Aim: Render every line of the entries below as a Markdown table with two columns, "No." for the row number and "Line" for the line itself, and leave out any blank lines.

Data section:
========================================================================

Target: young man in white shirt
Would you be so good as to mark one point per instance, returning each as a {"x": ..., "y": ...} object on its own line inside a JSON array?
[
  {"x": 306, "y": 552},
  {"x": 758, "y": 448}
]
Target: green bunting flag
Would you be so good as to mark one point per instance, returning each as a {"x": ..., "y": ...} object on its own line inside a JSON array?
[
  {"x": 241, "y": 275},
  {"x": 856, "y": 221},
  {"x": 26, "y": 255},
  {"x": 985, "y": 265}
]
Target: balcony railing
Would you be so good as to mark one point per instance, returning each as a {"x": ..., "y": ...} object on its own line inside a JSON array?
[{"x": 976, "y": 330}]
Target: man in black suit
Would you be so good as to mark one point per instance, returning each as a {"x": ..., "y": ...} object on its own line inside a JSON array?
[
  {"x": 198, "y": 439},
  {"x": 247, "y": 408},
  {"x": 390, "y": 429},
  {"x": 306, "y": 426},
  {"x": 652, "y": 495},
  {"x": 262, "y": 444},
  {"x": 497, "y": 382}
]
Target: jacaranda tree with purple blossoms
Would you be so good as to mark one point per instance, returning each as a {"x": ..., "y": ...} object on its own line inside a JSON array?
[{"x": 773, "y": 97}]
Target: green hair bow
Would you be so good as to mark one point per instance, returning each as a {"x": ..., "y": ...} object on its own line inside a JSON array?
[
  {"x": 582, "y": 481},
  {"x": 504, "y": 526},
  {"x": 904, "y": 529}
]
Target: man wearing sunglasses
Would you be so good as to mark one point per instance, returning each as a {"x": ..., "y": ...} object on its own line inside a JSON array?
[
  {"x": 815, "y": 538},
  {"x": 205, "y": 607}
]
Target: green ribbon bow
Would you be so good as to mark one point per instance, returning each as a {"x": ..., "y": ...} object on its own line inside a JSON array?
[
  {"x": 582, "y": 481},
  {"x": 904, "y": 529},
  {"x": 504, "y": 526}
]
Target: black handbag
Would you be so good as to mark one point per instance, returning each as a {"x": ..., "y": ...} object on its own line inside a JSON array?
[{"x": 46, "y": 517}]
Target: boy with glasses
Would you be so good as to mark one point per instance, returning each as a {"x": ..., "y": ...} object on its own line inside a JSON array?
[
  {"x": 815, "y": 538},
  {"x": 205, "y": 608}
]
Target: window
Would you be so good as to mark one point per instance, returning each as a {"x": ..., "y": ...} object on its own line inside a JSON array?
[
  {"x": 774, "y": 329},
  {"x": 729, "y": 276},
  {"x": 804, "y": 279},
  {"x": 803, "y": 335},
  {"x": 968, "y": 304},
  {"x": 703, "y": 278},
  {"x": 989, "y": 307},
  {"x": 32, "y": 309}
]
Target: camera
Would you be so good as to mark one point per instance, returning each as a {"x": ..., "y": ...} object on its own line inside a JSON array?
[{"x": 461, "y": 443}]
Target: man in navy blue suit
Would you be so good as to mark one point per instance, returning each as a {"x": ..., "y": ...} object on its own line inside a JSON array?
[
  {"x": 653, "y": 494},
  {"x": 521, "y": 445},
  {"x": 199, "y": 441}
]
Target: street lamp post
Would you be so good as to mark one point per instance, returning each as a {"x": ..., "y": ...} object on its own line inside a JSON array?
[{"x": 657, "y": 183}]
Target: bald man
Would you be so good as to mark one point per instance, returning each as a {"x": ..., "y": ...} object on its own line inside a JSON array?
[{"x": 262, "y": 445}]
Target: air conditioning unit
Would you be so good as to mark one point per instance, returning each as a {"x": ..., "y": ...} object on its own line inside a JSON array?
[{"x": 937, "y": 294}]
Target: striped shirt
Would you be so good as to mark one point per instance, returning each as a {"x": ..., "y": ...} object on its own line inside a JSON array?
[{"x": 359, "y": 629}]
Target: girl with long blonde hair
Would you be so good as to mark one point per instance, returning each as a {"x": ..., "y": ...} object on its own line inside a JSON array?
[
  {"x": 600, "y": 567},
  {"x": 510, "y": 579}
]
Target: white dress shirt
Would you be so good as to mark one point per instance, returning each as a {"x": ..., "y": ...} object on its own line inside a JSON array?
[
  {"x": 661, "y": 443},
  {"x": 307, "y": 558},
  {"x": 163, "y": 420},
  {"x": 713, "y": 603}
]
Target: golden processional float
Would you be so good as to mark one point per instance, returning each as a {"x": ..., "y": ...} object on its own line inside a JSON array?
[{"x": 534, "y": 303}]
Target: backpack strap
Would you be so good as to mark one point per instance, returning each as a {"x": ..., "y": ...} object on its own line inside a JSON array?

========================================================================

Task solution:
| No. | Line |
|---|---|
| 1 | Target: young man in white shirt |
| 2 | Would you be so good as to mark one point per instance, returning each as a {"x": ..., "y": ...} object on its own line inside a JSON array? |
| 3 | [ |
| 4 |   {"x": 306, "y": 552}, |
| 5 |   {"x": 758, "y": 448} |
| 6 | ] |
| 7 | Target: green bunting flag |
| 8 | Would you be so good as to mark one point per instance, returning each as a {"x": ..., "y": ...} object on its own line inside a JSON array? |
| 9 | [ |
| 10 |   {"x": 241, "y": 275}, |
| 11 |   {"x": 856, "y": 221}, |
| 12 |   {"x": 26, "y": 255}, |
| 13 |   {"x": 985, "y": 265} |
| 14 | ] |
| 15 | Target: balcony railing |
| 16 | Would you be so good as to mark one point per instance, returning each as a {"x": ..., "y": ...} object on its own line inside a JSON array? |
| 17 | [{"x": 976, "y": 330}] |
| 18 | Target: man in black suit |
| 19 | Would you be so good as to mark one point per instance, returning each as a {"x": ..., "y": ...} object on its own line inside a JSON array? |
| 20 | [ |
| 21 |   {"x": 198, "y": 439}, |
| 22 |   {"x": 247, "y": 408}, |
| 23 |   {"x": 390, "y": 429}, |
| 24 |   {"x": 306, "y": 426}, |
| 25 |   {"x": 652, "y": 495}, |
| 26 |   {"x": 262, "y": 444}, |
| 27 |   {"x": 497, "y": 382} |
| 28 | ] |
| 29 | Target: jacaranda tree with purple blossoms |
| 30 | Would you be so good as to mark one point per instance, returning each as a {"x": ..., "y": ...} object on its own line inside a JSON array? |
| 31 | [{"x": 773, "y": 97}] |
| 32 | Target: green hair bow |
| 33 | Would you be so good as to mark one point per instance, returning each as a {"x": ..., "y": ...} object on its own line inside a JSON array? |
| 34 | [ |
| 35 |   {"x": 582, "y": 481}, |
| 36 |   {"x": 504, "y": 526}, |
| 37 |   {"x": 904, "y": 529} |
| 38 | ] |
| 39 | Target: man wearing sunglasses |
| 40 | Would you be so good as to mark one point per instance, returning each as a {"x": ..., "y": ...} object on its own line inside a JSON array? |
| 41 | [ |
| 42 |   {"x": 815, "y": 538}, |
| 43 |   {"x": 205, "y": 607} |
| 44 | ] |
| 45 | Target: green ribbon bow |
| 46 | Would you be so good as to mark one point per instance, returning each as a {"x": ..., "y": ...} object on its own line inside a JSON array? |
| 47 | [ |
| 48 |   {"x": 582, "y": 481}, |
| 49 |   {"x": 904, "y": 529}, |
| 50 |   {"x": 504, "y": 526} |
| 51 | ] |
| 52 | Target: black handbag |
| 53 | Would you be so good as to mark one point per instance, returning each as a {"x": ..., "y": ...} object on its own line inside a JSON array? |
| 54 | [{"x": 46, "y": 517}] |
| 55 | Target: boy with glasses |
| 56 | Would you be so good as to mark one point per instance, returning each as a {"x": ..., "y": ...} object on its own line inside a JSON array? |
| 57 | [ |
| 58 |   {"x": 815, "y": 538}, |
| 59 |   {"x": 205, "y": 608} |
| 60 | ] |
| 61 | Target: window |
| 62 | Would you be so good as to mark one point per instance, returning each as a {"x": ..., "y": ...} object on its own line inside a JSON array? |
| 63 | [ |
| 64 |   {"x": 774, "y": 329}, |
| 65 |   {"x": 729, "y": 276}, |
| 66 |   {"x": 804, "y": 279}, |
| 67 |   {"x": 803, "y": 335}, |
| 68 |   {"x": 968, "y": 304}, |
| 69 |   {"x": 703, "y": 278}, |
| 70 |   {"x": 989, "y": 307}, |
| 71 |   {"x": 32, "y": 309} |
| 72 | ] |
| 73 | Target: camera |
| 74 | Would you be so good as to mark one point per instance, returning each as a {"x": ..., "y": ...} object on its own line inside a JSON array? |
| 75 | [{"x": 461, "y": 443}] |
| 76 | Target: man in navy blue suit |
| 77 | Would you be so good as to mark one point per instance, returning each as a {"x": ..., "y": ...} object on its own line inside a JSON array? |
| 78 | [ |
| 79 |   {"x": 653, "y": 494}, |
| 80 |   {"x": 521, "y": 445}, |
| 81 |   {"x": 199, "y": 441} |
| 82 | ] |
| 83 | Target: street lamp post |
| 84 | Would you be so good as to mark one point per instance, returning each as a {"x": ..., "y": ...} object on its own line inside a JSON array? |
| 85 | [{"x": 657, "y": 183}] |
| 86 | Target: bald man |
| 87 | Would you be so good as to mark one point per instance, returning each as a {"x": ..., "y": ...} object on its own line inside a JSON array? |
| 88 | [{"x": 262, "y": 445}] |
| 89 | Target: air conditioning unit |
| 90 | Would you be so good as to mark one point per instance, returning each as a {"x": ..., "y": ...} object on its own line inside a JSON array? |
| 91 | [{"x": 937, "y": 294}] |
| 92 | Target: striped shirt |
| 93 | Would you be so good as to mark one point per instance, returning each as a {"x": ..., "y": ...} object on its own line inside a JSON array? |
| 94 | [{"x": 359, "y": 629}] |
| 95 | Target: girl with long blonde hair |
| 96 | Would you be so good as to mark one point per instance, returning each as a {"x": ..., "y": ...} object on its own line inside a JSON array? |
| 97 | [ |
| 98 |   {"x": 600, "y": 567}, |
| 99 |   {"x": 510, "y": 579} |
| 100 | ] |
| 101 | Target: white dress shirt |
| 102 | Would you be so good as to mark one point per instance, returning each as a {"x": ..., "y": ...} object on its own line inside a JSON array? |
| 103 | [ |
| 104 |   {"x": 661, "y": 443}, |
| 105 |   {"x": 307, "y": 558}, |
| 106 |   {"x": 163, "y": 420}, |
| 107 |   {"x": 713, "y": 603} |
| 108 | ] |
| 109 | Target: golden processional float |
| 110 | Would you be so good as to mark one point per instance, returning each as a {"x": ..., "y": ...} object on its own line inside a JSON array? |
| 111 | [{"x": 534, "y": 303}] |
| 112 | Target: backpack strap |
| 113 | Would you be so good as to mark one point per instance, returning each as a {"x": ..., "y": ...} object on its own line inside a JSON array? |